§ İstenenler:
1. Sözleşmeli personelin toptan ödeme hakkına ilişkin metne göre şu soruları cevaplayın:
(a) Davalı idareler, davacının toptan ödeme isteminin reddini Bakanlar Kurulu Kararının hangi madde ve fıkrasına dayandırmıştır?
(b) 657 sayılı Devlet Memurları Kanununun 4. maddesine göre kamu hizmetleri kimler eliyle gördürülür?
(c) Sözleşmeli personel statüsü 657 sayılı Kanunun hangi maddesinde düzenlenmiştir?
2. Sözleşmeli personelin toptan ödeme hakkını ele alan metni, son cümlesinden sonra kaldığı yerden sürdürün.

━━ Metin parçası

Davalı idareler tarafından; SSK'dan emekli olan davacının toptan ödeme yapılması isteminin reddedilmesine dair işlem, 7/15754 sayılı Bakanlar Kurulu Kararının 7. maddesinin 1. fıkrasına ve davacının çalıştığı yıllarda idareyle imzaladığı sözleşmede yer alan "... görevden ayrıldığında iş sonu tazminatı veya ikramiye alamayacağını peşinen kabul eder." hükmüne dayandırılmıştır.

657 sayılı Devlet Memurları Kanununun 4. maddesinde kamu hizmetlerinin memurlar, sözleşmeli personel, geçici personel ve işçiler eliyle gördürüleceği kurala bağlanmıştır.

657 sayılı Devlet Memurları Kanunu'nun 4/B maddesinde düzenlenen sözleşmeli personel statüsü, belirli bir iş için uzmanlaşmış bir elemanı yüksek ücretle çalıştırarak, işi en iyi biçimde yürütmek ve iş bittikten sonra çalışan kişinin ilişiğini keserek Devlet bütçesine gereksiz yere yük olmasını önlemek için getirilmiştir. Ancak uygulamada sözleşmeli personel statüsünün bu amaçla kullanılmadığı da bilinen bir gerçektir. Zira Devletin yürütmekle görevli olduğu asli ve sürekli kamu hizmetlerinin tümünde sözleşmeli personel istihdam edilmekte, bunlar emekli olana kadar bu statüde çalıştırılmakta ve bunların bir kısmı Sosyal Sigortalar Kurumu ile bir kısmı Emekli Sandığı ile ilgilendirilmekte, hizmet sürelerini tamamladıktan sonra emekliye ayrılmalarında ise Sosyal Sigortalar Kurumu ile ilgilendirilenlere herhangi bir toptan ödeme yapılmamaktadır. Oysa bu kişilerin memur statüsünde çalıştırılmış olmaları halinde emekliye ayrıldıklarında bir toptan ödeme yapılacağı hususu tartışmasızdır. Bunun yanı sıra, kamu veya özel sektörde çalışan işçilere, memurlara, kamu iktisadi teşebbüslerinde sözleşmeli personel statüsünde çalışanlara, kamu kurumlarında kapsam dışı personel statüsünde çalışanların tümüne, çalıştıkları işten ayrıldıklarında kesenek ve prim karşılığı olmaksızın yalnızca çalışılan süreye bağlı olarak bir toptan ödeme yapılmaktadır.

━━━━
━━ Listelenen satırlar

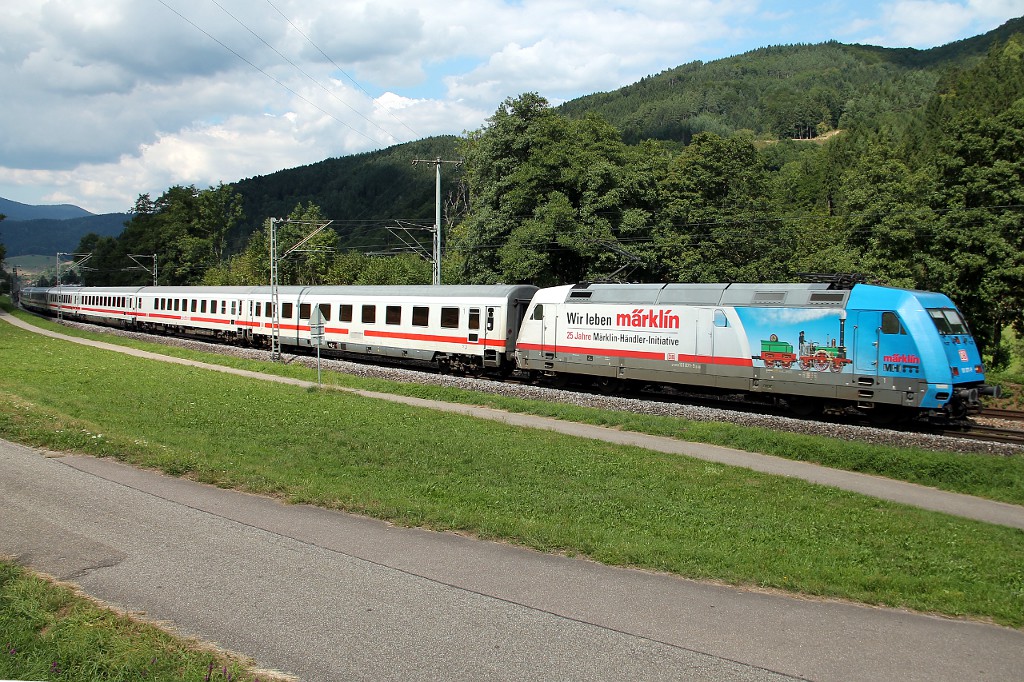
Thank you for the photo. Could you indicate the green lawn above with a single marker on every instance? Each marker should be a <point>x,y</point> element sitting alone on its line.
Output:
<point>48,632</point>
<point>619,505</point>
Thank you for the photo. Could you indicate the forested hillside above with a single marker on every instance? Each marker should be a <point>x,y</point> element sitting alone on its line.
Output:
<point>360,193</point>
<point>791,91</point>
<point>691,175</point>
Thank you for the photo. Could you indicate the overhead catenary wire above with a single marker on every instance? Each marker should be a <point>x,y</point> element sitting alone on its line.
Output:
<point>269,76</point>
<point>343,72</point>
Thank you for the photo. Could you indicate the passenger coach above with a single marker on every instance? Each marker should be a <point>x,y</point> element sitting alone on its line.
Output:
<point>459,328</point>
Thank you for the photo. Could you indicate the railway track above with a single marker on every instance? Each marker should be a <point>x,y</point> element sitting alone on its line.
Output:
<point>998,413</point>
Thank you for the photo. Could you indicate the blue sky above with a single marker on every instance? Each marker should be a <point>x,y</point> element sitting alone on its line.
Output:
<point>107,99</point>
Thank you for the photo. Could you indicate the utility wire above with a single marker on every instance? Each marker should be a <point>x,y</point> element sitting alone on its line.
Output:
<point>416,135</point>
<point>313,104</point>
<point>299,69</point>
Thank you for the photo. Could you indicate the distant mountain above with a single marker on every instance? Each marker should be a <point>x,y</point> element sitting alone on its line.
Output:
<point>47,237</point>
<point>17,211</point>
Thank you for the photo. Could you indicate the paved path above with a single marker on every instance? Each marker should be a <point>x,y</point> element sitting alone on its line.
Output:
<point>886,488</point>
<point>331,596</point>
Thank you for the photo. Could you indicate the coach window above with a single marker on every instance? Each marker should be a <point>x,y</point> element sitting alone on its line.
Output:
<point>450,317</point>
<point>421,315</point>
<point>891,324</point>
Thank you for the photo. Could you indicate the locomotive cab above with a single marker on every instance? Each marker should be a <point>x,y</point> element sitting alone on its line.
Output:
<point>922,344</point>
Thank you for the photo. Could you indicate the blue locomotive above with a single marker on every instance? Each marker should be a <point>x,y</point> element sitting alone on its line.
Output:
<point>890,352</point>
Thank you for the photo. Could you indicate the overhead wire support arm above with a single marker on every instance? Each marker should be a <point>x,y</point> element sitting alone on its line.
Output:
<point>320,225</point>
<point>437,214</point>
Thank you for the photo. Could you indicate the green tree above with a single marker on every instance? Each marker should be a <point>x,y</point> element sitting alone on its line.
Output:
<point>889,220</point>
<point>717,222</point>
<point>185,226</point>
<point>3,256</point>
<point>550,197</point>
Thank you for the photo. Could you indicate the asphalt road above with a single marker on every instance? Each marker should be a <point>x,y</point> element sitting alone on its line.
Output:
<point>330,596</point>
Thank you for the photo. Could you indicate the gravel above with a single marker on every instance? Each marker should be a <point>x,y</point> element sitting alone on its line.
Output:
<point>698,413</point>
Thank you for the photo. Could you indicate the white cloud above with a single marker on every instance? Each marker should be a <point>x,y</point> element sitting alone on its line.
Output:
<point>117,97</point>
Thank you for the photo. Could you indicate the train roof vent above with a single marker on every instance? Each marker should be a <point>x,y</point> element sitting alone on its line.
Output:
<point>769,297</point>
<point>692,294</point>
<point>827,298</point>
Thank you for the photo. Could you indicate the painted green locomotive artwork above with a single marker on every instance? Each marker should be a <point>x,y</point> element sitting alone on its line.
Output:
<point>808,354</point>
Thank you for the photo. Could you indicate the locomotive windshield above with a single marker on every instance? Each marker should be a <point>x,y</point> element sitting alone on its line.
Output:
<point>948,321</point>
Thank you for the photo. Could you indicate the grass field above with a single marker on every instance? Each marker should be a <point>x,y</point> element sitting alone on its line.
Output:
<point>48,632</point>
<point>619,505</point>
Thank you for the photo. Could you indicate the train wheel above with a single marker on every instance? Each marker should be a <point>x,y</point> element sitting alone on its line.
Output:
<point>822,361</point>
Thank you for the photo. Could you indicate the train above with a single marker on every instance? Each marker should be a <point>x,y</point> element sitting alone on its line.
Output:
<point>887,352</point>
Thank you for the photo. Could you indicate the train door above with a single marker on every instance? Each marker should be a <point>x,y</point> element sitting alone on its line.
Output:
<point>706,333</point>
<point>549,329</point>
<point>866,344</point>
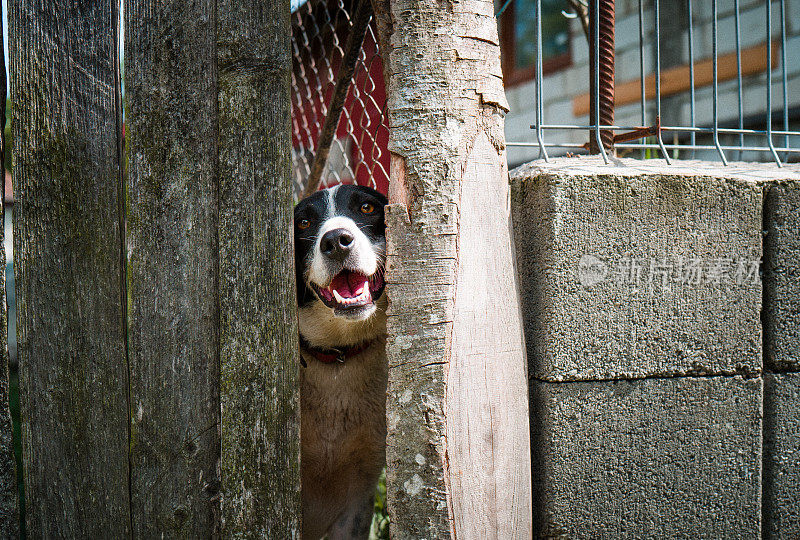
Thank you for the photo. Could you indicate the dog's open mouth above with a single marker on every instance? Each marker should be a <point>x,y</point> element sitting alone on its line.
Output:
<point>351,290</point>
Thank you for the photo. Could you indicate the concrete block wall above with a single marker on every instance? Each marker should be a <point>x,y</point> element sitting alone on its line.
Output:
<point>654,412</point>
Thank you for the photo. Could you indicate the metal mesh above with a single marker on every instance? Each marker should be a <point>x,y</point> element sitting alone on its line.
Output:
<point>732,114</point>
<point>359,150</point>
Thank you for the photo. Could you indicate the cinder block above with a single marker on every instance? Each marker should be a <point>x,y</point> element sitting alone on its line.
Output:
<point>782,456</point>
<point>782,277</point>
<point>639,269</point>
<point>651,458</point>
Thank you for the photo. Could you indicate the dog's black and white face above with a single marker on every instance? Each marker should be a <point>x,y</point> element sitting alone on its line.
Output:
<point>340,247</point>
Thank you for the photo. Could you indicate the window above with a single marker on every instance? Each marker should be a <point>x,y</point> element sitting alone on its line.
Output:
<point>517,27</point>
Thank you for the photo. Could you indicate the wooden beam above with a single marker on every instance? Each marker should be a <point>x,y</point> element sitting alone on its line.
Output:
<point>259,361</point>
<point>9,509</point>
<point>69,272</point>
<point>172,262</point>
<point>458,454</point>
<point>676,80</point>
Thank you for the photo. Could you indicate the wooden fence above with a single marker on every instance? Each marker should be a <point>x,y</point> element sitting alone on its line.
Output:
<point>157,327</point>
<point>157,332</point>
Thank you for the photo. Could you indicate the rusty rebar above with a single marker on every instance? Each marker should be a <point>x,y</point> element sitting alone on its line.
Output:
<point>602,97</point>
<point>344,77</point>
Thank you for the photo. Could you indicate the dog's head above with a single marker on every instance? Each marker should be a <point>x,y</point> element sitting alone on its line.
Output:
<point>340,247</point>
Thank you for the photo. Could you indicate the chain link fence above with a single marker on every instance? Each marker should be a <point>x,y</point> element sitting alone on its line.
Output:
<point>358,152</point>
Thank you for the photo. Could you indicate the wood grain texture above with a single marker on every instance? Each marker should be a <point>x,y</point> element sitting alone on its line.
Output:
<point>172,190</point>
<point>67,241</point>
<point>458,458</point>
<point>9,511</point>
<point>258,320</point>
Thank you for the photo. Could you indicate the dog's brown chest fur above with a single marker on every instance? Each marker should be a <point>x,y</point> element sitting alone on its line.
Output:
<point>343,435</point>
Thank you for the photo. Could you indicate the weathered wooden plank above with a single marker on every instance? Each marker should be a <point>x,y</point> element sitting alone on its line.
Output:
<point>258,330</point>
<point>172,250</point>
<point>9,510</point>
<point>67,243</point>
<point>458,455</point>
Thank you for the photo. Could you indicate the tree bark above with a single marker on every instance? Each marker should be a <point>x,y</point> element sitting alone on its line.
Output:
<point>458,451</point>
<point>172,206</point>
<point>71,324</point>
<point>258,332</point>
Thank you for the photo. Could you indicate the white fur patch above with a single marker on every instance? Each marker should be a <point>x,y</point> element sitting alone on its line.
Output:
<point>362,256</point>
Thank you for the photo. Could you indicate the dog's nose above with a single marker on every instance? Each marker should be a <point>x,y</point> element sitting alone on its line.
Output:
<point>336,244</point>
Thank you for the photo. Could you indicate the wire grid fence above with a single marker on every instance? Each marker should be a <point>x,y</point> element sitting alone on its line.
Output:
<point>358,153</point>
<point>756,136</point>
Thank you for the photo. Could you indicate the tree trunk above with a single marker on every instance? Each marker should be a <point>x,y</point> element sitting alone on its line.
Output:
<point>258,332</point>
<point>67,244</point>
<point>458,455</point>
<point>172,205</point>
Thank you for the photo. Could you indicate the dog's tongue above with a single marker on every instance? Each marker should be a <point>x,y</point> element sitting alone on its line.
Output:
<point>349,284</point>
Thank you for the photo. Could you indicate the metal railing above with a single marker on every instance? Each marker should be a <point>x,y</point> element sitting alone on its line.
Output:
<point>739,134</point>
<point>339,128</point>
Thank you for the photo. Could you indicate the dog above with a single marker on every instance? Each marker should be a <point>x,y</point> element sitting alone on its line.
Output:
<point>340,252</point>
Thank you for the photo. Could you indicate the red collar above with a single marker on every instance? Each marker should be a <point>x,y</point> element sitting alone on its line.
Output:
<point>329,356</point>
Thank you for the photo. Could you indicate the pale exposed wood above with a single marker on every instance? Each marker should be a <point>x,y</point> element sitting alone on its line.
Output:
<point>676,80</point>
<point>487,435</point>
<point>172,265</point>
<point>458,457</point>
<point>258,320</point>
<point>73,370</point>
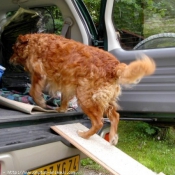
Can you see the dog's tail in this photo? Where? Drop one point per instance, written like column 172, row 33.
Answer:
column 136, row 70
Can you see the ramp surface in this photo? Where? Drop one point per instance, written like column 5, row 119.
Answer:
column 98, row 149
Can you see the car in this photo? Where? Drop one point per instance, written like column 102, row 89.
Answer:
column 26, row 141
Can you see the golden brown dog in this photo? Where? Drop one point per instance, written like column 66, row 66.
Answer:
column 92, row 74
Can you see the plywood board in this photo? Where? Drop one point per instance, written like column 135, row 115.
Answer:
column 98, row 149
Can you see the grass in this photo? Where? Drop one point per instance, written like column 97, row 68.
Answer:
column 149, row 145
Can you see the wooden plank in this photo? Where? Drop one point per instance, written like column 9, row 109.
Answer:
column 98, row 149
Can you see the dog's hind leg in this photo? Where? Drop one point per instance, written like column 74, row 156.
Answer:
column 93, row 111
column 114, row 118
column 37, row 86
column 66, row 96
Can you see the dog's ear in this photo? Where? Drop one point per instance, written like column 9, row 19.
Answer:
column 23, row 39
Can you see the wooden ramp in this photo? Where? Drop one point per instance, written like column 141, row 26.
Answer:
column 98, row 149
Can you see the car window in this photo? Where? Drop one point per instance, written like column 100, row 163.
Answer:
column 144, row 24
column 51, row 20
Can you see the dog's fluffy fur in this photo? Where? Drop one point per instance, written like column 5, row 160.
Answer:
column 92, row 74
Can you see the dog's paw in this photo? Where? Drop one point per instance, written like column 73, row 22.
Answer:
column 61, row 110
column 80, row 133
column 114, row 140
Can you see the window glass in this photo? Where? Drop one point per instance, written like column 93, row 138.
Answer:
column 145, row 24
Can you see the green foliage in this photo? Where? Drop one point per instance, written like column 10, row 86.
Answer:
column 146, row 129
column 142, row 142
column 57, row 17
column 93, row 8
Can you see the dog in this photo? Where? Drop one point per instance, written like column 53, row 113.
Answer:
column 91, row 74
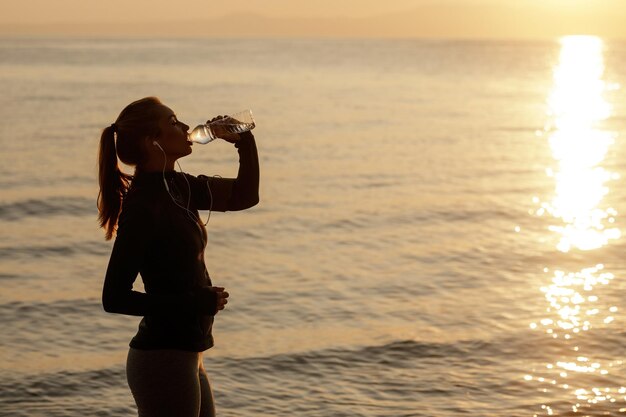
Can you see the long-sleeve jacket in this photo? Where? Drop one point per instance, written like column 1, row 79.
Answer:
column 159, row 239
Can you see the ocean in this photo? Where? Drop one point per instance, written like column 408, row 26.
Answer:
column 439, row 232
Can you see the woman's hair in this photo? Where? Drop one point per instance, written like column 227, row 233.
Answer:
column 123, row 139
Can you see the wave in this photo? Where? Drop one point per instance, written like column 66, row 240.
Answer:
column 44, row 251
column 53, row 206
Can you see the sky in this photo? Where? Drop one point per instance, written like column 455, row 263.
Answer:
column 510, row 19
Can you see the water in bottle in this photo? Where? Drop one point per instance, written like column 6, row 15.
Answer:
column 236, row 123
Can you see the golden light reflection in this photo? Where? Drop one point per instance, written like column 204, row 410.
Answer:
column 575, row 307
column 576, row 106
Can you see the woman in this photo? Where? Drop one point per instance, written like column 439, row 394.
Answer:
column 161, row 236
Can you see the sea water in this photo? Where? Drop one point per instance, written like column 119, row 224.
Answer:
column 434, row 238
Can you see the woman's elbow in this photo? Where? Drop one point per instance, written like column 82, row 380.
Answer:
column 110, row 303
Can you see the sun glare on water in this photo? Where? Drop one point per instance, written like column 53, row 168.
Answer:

━━━━

§ Alıştırma sonuçları:
1.
(a) 7/15754 sayılı Bakanlar Kurulu Kararının 7. maddesinin 1. fıkrasına dayandırmıştır.
(b) Kamu hizmetleri memurlar, sözleşmeli personel, geçici personel ve işçiler eliyle gördürülür.
(c) 4/B maddesinde düzenlenmiştir.

2.
Bu durumda, davacı ile idare arasında düzenlenen sözleşmede yer alan, "iş sonu tazminatı verilmeyeceğine" dair hükme dayanılarak ve çalışanların Anayasa ile güvence altına alınan sosyal güvenlik hakkını daraltan nitelikteki bir yorumla, davacının iş sonu tazminatı veya ikramiye ödenmesine ilişkin isteminin cevap verilmemek suretiyle reddine ilişkin olarak tesis edilen işlemde hukuka uyarlık bulunmamıştır.

Öte yandan, dava konusu olayın özelliği de dikkate alındığında, yerleşmiş yargısal içtihatlara göre, başvuru tarihinden itibaren yoksun kalınan parasal haklara faiz uygulanacağı açık olup, davacının yoksun kaldığı parasal tutarların, başvuru tarihi olan 25.7.2000 tarihinden itibaren yasal faiziyle birlikte tazmini gerekmektedir.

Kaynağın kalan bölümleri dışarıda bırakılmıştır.